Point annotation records
>> begin

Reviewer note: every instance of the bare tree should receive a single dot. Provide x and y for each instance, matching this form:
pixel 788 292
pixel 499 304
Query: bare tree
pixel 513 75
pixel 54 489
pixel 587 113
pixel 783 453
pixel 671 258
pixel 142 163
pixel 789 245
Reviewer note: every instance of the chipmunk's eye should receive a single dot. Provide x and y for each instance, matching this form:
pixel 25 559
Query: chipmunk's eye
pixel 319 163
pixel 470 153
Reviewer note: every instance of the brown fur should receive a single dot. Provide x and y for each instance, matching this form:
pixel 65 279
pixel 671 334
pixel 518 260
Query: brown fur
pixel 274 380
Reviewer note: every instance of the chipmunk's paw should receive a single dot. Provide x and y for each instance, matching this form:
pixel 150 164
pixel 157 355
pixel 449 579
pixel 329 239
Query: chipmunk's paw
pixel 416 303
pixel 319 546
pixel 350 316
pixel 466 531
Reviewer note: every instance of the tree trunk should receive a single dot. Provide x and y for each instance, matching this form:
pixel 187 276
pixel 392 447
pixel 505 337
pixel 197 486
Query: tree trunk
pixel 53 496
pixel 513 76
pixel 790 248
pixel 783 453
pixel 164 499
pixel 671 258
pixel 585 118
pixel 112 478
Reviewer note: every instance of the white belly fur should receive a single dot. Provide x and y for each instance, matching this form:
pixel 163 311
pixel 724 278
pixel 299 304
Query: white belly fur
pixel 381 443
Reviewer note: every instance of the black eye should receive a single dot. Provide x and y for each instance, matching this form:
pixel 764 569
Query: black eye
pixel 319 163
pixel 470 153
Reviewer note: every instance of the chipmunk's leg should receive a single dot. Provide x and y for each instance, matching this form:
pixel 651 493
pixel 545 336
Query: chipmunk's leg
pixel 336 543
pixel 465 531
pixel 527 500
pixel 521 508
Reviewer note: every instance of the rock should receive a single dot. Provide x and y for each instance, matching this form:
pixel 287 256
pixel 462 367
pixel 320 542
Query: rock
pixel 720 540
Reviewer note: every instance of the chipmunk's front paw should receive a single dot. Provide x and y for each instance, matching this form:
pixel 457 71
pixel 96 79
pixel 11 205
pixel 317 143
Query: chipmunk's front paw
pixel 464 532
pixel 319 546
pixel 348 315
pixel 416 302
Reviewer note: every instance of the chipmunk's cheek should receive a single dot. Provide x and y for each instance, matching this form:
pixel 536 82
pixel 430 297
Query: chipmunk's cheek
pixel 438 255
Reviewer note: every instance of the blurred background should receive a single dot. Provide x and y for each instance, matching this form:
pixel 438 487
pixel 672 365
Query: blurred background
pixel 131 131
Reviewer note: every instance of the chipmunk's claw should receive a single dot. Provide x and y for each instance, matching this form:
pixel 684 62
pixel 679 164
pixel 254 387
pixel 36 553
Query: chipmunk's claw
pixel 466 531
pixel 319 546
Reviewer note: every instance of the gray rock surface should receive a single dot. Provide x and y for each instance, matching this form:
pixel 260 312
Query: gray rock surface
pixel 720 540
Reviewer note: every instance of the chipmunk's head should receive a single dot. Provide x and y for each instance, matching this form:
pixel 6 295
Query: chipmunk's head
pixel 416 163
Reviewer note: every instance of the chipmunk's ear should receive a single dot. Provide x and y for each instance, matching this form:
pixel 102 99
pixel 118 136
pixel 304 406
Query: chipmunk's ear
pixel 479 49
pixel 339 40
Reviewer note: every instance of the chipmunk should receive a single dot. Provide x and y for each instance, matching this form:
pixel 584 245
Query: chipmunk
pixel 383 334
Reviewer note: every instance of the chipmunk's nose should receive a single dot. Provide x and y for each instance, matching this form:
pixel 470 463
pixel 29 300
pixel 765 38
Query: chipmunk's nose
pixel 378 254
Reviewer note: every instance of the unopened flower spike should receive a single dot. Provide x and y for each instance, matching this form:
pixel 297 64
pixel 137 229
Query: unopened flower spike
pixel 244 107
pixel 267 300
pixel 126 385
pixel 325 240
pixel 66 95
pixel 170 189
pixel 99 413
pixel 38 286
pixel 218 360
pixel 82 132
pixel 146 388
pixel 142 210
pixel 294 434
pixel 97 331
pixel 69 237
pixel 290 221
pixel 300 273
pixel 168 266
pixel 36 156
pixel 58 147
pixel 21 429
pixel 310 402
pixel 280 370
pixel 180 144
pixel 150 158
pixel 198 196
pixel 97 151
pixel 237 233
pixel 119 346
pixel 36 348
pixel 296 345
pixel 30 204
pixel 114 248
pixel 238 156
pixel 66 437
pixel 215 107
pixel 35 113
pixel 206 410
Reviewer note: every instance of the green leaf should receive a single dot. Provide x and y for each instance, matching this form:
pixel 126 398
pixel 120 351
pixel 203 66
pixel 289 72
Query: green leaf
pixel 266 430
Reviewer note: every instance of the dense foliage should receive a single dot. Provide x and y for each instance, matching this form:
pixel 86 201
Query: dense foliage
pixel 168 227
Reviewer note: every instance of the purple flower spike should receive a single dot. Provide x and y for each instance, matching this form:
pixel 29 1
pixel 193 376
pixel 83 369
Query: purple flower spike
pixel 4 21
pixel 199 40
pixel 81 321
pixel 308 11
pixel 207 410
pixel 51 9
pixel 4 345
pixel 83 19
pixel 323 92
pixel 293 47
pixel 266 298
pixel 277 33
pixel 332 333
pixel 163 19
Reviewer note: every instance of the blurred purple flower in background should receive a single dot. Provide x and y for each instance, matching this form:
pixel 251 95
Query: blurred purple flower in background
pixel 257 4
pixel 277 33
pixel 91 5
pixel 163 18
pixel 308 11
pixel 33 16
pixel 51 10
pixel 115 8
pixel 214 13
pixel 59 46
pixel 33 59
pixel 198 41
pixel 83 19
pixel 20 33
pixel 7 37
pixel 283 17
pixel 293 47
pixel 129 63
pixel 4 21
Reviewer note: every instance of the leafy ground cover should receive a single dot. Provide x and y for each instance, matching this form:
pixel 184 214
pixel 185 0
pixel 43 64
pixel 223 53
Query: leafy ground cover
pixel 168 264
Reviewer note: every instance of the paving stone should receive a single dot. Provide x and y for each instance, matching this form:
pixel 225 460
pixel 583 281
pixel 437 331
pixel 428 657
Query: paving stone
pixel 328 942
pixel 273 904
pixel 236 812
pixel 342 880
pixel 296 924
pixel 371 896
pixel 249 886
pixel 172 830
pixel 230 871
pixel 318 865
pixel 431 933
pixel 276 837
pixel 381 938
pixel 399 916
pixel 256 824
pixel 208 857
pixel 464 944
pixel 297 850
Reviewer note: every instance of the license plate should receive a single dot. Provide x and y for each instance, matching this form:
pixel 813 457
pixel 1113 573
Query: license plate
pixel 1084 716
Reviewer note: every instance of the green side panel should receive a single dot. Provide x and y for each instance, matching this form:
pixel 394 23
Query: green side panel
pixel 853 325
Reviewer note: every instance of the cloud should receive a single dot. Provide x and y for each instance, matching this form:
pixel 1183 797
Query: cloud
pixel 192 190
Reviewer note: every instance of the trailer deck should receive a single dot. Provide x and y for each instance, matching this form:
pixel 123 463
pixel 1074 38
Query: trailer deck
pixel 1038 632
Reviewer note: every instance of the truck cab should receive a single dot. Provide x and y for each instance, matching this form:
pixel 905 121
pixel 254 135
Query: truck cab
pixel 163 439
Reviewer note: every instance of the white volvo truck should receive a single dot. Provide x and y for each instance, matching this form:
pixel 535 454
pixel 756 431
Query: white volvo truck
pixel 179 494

>> end

__Prompt__
Rewrite all of the items above, changing "single dot" to "single point" each time it appears and keeping everything else the same.

__Task answer__
Reviewer note: every instance of the bare tree should receive a single point. Provide x and y for each instance, matching this form:
pixel 788 292
pixel 499 304
Query: bare tree
pixel 513 75
pixel 54 489
pixel 587 113
pixel 783 453
pixel 671 258
pixel 142 163
pixel 789 245
Reviewer note: every instance of the chipmunk's eye should receive a single point. Provide x and y for each instance, matching this form:
pixel 25 559
Query: chipmunk's eye
pixel 319 163
pixel 470 153
Reviewer note: every instance of the brown fur should receive a single point. Provide x and y for each instance, matching this form:
pixel 65 279
pixel 671 334
pixel 518 260
Query: brown fur
pixel 274 380
Reviewer note: every instance of the chipmunk's paw should receive a single point. Provide x and y for each instance, matching this form:
pixel 150 164
pixel 157 355
pixel 449 579
pixel 329 239
Query: chipmunk's paw
pixel 416 303
pixel 319 546
pixel 350 316
pixel 466 531
Reviewer note: every instance of the tree trunk should receive a single point. Provide x and y for each instance, matching this form:
pixel 187 276
pixel 392 447
pixel 505 337
pixel 197 486
Query: tree trunk
pixel 53 496
pixel 513 76
pixel 790 248
pixel 783 453
pixel 164 499
pixel 671 258
pixel 585 118
pixel 112 478
Reviewer note: every instance of the white belly fur should receive a single point. Provide x and y for each instance, matching this form:
pixel 163 311
pixel 724 278
pixel 299 304
Query: white belly fur
pixel 381 443
Reviewer note: every instance of the black eye should receive a single point. Provide x and y for each instance, matching this form:
pixel 764 569
Query: black eye
pixel 319 163
pixel 470 153
Reviewer note: every instance of the chipmunk's leg should receive a single point. Provide x and y for each instance, matching this form:
pixel 651 493
pixel 545 336
Query: chipmunk's leg
pixel 336 543
pixel 465 531
pixel 527 500
pixel 521 508
Reviewer note: every instance of the rock should receive a single point. Provide x and y for each instance, matching this form:
pixel 287 256
pixel 462 367
pixel 320 542
Query: rock
pixel 720 540
Reviewer note: every instance of the chipmunk's front paw should receive a single point. Provide x and y for each instance, matching this form:
pixel 457 71
pixel 96 79
pixel 11 205
pixel 317 143
Query: chipmunk's front paw
pixel 464 532
pixel 319 546
pixel 348 315
pixel 416 302
Reviewer note: every instance of the chipmunk's cheek should receive a single point. Provide x and y for each instance, matching this form:
pixel 536 82
pixel 430 297
Query: chipmunk's cheek
pixel 438 255
Reviewer note: every instance of the blurred background should receive a single point. Provide x and y for each instance, matching this form:
pixel 438 487
pixel 672 365
Query: blurred background
pixel 131 131
Reviewer note: every instance of the chipmunk's claw should receive a single point. Provide x and y for each instance, matching this form:
pixel 684 62
pixel 679 164
pixel 254 387
pixel 36 553
Query: chipmunk's claw
pixel 466 531
pixel 319 546
Reviewer note: every instance of the gray rock surface should receive a single point. Provide x and y for each instance, matching this form:
pixel 260 312
Query: gray rock surface
pixel 720 540
Reviewer note: every instance of the chipmunk's head should receive a single point. Provide x and y for each instance, matching this form:
pixel 6 295
Query: chipmunk's head
pixel 416 163
Reviewer note: every instance of the chipmunk's ear should receive a single point. Provide x and y for each instance, matching this form:
pixel 102 99
pixel 118 136
pixel 304 406
Query: chipmunk's ear
pixel 479 49
pixel 339 40
Reviewer note: every instance of the chipmunk should receive a single point. Provide x and y for each instance, matching this form:
pixel 584 245
Query: chipmunk
pixel 383 334
Reviewer note: every instance of the chipmunk's nose should receive a single point. Provide x and y for each instance, matching this form:
pixel 470 463
pixel 29 300
pixel 765 38
Query: chipmunk's nose
pixel 378 254
Reviewer note: every instance of the unopened flower spike should receive a single point. Provide x and y for each instance, matching this form:
pixel 297 64
pixel 137 229
Query: unopened flower spike
pixel 244 107
pixel 267 300
pixel 126 385
pixel 325 240
pixel 66 95
pixel 170 189
pixel 99 413
pixel 38 286
pixel 218 360
pixel 82 132
pixel 146 388
pixel 142 210
pixel 294 434
pixel 97 331
pixel 69 237
pixel 290 221
pixel 300 273
pixel 168 266
pixel 36 156
pixel 58 147
pixel 21 429
pixel 310 402
pixel 280 370
pixel 180 144
pixel 150 158
pixel 198 196
pixel 97 151
pixel 237 233
pixel 119 346
pixel 36 348
pixel 296 345
pixel 30 204
pixel 114 248
pixel 238 156
pixel 66 437
pixel 215 107
pixel 35 113
pixel 206 410
Reviewer note: every instance of the green leaf should receive a single point. Provide x and y for each instance, matching this form:
pixel 126 398
pixel 120 351
pixel 203 66
pixel 289 72
Query: green leaf
pixel 266 430
Reviewer note: every instance of the dense foliage should receive a single point. Provide x and y for each instance, matching this form:
pixel 86 201
Query: dense foliage
pixel 168 227
Reviewer note: every instance of the purple flower spike should receive a single point. Provide x and y for each instance, matching this form:
pixel 29 1
pixel 193 376
pixel 83 369
Query: purple flower spike
pixel 4 21
pixel 199 40
pixel 81 321
pixel 308 11
pixel 207 410
pixel 51 9
pixel 4 345
pixel 83 19
pixel 323 92
pixel 293 47
pixel 266 298
pixel 277 33
pixel 332 333
pixel 163 19
Reviewer note: every instance of the blurred purple flower in background should receive a single point. Provide x and y for each instance, matching this form:
pixel 251 95
Query: blurred purple flower in background
pixel 257 4
pixel 277 33
pixel 91 5
pixel 163 18
pixel 308 11
pixel 33 16
pixel 51 10
pixel 115 8
pixel 214 13
pixel 59 46
pixel 33 59
pixel 198 41
pixel 83 19
pixel 20 33
pixel 7 37
pixel 283 17
pixel 293 47
pixel 129 63
pixel 4 21
Reviewer note: every instance of the leafy ground cover should receive a single point. Provide x and y for each instance, matching this form:
pixel 184 214
pixel 185 0
pixel 43 64
pixel 223 53
Query: leafy ground cover
pixel 168 264
Reviewer note: every instance of the paving stone should receive a single point. Provide x and y for each instance, matching this form:
pixel 225 460
pixel 583 281
pixel 437 331
pixel 428 657
Query: paving stone
pixel 328 942
pixel 273 904
pixel 236 812
pixel 342 880
pixel 296 924
pixel 371 896
pixel 249 886
pixel 172 830
pixel 230 871
pixel 318 865
pixel 431 933
pixel 276 837
pixel 381 938
pixel 399 916
pixel 256 824
pixel 208 857
pixel 464 944
pixel 297 850
Reviewer note: every instance of the license plate should receive a single point. Provide x and y for each instance, matching this form:
pixel 813 457
pixel 1113 573
Query: license plate
pixel 1084 716
Reviewer note: every instance of the green side panel should receive a single point. Provide x and y for each instance, matching this form:
pixel 394 23
Query: green side panel
pixel 853 325
Reviewer note: every instance of the cloud should receive a single point. Provide x and y for each instance, matching this form:
pixel 1183 797
Query: cloud
pixel 192 190
Reviewer note: every instance of the trailer deck should receive a single point. Provide x and y for each instance, matching this form:
pixel 123 463
pixel 1074 38
Query: trailer deck
pixel 1038 632
Reviewer note: every instance of the truck cab should receive a single point. Provide x and y for each instance, matching this form:
pixel 905 121
pixel 254 135
Query: truck cab
pixel 163 439
Reviewer note: every instance of the white volvo truck should receive a single point. Provide x and y for each instance, matching this form:
pixel 535 454
pixel 756 431
Query: white volvo truck
pixel 179 494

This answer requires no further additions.